▶ _Exercise_: Pull out every line in the items below that contains the string "black".

(Pointing and labeling entries)
--- START ---
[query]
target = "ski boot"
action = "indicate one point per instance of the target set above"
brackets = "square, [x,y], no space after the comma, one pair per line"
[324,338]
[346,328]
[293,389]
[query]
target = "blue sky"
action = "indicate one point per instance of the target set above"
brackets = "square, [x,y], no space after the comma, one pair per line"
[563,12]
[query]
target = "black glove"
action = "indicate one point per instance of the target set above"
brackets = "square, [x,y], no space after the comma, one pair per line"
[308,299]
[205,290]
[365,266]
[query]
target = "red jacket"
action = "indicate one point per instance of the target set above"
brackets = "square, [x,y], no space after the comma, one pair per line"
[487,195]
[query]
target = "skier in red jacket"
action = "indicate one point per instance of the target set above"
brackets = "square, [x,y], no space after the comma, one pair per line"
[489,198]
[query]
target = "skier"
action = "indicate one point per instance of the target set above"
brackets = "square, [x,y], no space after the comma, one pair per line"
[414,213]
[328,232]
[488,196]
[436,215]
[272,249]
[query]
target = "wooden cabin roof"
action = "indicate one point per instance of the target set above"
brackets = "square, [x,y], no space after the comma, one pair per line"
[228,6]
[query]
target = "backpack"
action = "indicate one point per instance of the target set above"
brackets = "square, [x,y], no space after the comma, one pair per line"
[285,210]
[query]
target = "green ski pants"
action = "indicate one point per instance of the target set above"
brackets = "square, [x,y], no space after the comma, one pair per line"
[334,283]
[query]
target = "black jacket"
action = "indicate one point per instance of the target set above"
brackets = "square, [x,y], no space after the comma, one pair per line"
--- END ---
--- START ---
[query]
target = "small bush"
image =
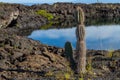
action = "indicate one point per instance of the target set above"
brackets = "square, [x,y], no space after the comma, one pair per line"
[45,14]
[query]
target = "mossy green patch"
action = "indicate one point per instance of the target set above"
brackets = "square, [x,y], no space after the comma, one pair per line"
--- END ---
▶ _Answer to this exercise_:
target = "black glove"
target = "black jacket"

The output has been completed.